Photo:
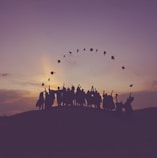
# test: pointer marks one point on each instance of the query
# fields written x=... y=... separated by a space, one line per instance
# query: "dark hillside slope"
x=79 y=132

• DO THIS:
Quote the records above exactly, leaving out any pictures.

• EXERCISE RESULT:
Photo:
# test: pointer marks one point on each instance of the query
# fields written x=... y=... separated by a space, one line per instance
# query: "dark hillside slope"
x=79 y=132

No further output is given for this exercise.